- EXERCISE OBJECTIVE -
If a record below holds a picture, drop the picture and copy everything else exactly.

+---+

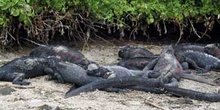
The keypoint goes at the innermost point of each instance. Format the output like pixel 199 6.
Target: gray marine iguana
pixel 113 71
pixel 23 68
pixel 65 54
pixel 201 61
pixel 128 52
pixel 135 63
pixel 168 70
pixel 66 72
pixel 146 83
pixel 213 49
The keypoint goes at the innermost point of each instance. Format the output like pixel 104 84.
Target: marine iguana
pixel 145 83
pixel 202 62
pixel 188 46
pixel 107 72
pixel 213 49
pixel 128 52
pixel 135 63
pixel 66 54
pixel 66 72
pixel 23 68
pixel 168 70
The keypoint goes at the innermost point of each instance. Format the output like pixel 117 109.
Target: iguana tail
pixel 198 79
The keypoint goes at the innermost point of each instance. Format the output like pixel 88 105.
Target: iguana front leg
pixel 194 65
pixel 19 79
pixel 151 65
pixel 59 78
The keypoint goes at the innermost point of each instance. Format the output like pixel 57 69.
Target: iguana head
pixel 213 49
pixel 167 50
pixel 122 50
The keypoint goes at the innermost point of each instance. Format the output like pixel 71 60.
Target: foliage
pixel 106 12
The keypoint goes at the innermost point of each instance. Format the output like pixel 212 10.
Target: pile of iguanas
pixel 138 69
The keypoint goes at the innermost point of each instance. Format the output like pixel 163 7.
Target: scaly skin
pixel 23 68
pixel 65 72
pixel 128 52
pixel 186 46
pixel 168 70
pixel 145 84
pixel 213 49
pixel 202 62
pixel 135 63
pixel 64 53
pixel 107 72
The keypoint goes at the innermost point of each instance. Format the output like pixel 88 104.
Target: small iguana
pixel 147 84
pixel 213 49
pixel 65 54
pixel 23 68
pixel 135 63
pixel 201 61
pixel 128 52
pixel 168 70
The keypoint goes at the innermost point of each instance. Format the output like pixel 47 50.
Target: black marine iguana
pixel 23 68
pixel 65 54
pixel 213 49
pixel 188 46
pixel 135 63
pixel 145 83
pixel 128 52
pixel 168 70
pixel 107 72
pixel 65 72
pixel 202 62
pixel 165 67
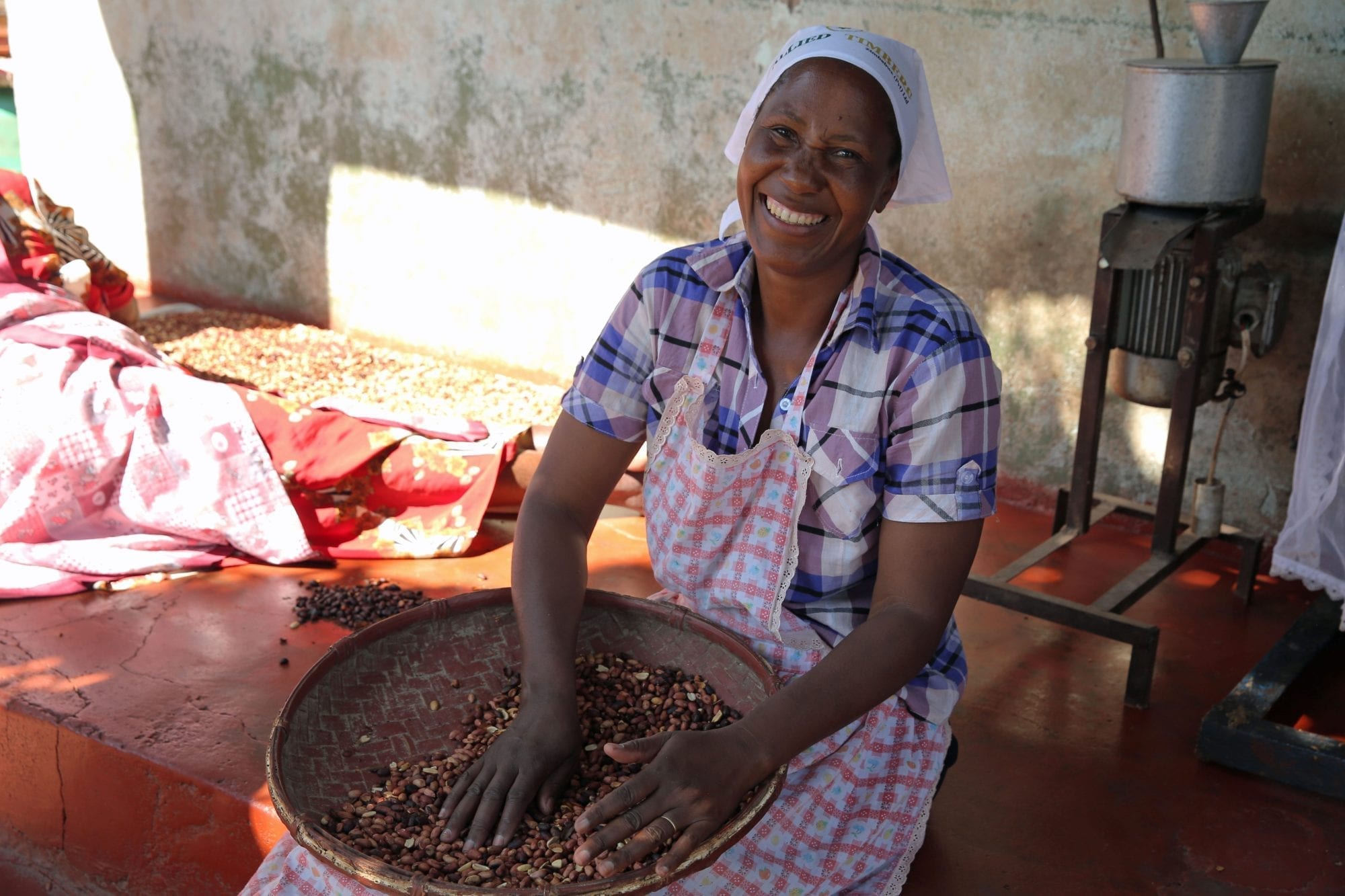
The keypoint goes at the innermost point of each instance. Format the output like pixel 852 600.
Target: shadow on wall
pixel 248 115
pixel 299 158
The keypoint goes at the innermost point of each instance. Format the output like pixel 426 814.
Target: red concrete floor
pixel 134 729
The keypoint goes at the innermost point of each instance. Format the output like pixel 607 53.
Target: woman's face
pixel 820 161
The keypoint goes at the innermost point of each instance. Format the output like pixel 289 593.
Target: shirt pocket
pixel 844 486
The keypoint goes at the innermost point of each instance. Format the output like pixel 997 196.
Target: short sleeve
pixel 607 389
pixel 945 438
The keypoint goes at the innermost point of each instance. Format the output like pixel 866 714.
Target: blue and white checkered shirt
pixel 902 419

+---+

- RESPONSE TO THE EXERCISE -
The keypoint goes at the innermost point of each instance. Format the output like pixel 199 6.
Target: gray marine iguana
pixel 113 71
pixel 23 68
pixel 65 54
pixel 201 61
pixel 128 52
pixel 135 63
pixel 168 70
pixel 66 72
pixel 146 83
pixel 213 49
The keypoint goes at the innermost point of each instance. Format the output like pixel 104 84.
Target: marine iguana
pixel 145 83
pixel 202 62
pixel 188 46
pixel 107 72
pixel 213 49
pixel 128 52
pixel 135 63
pixel 66 54
pixel 66 72
pixel 23 68
pixel 168 70
The keypoint goes at the innermost point of each instance. Format the output like pixel 117 109.
Target: iguana tail
pixel 198 79
The keypoint goes at the innermost point of each instance. Format the output like pixel 88 105.
Target: iguana front leg
pixel 194 65
pixel 19 79
pixel 151 65
pixel 59 78
The keypoint goes at the innermost point of each instance. Format the output like pixel 57 69.
Target: iguana head
pixel 213 49
pixel 167 50
pixel 122 50
The keypoint goes at the innermost point of each instance. Format the output like pixel 71 60.
Target: foliage
pixel 106 12
The keypoint goes at the innermost point of each instance. Format the output like pixel 212 10.
Target: pile of iguanas
pixel 138 69
The keypoint goes at the innermost point of each instance. Format the output like pixel 163 7.
Target: scaly skin
pixel 23 68
pixel 65 72
pixel 128 52
pixel 186 46
pixel 168 70
pixel 145 84
pixel 213 49
pixel 202 62
pixel 135 63
pixel 64 53
pixel 107 72
The keypoint goes at the innermost point of each instance. Format the output like pixel 88 104.
Target: small iguana
pixel 147 84
pixel 213 49
pixel 65 54
pixel 23 68
pixel 135 63
pixel 201 61
pixel 128 52
pixel 168 70
The keypoint goes at the innermost point of each instance. Format the output like pixel 47 50.
Target: black marine iguana
pixel 23 68
pixel 65 54
pixel 213 49
pixel 188 46
pixel 135 63
pixel 145 83
pixel 128 52
pixel 168 70
pixel 107 72
pixel 65 72
pixel 202 62
pixel 165 67
The keypoint goes at the innermost point of each instance. Format the output like pixel 852 600.
Target: shadow on wall
pixel 248 115
pixel 299 158
The keypoint goes at the innermost point of each instance. Format the output like pixel 426 814.
Target: red concrete floor
pixel 134 729
The keypoint goes at the innermost point of each instance. Format the output like pixel 607 53.
Target: woman's face
pixel 820 161
The keypoint goes at the innermost point of each instance. Format the output like pixel 289 593.
Target: shirt pocket
pixel 844 486
The keypoint goes at the innermost point of each instance. Format the output like pixel 997 196.
Target: short sleeve
pixel 607 389
pixel 945 438
The keypoint goes at the innermost point of each instance. Format the output like pixel 866 714.
Target: blue and white checkered shirt
pixel 902 419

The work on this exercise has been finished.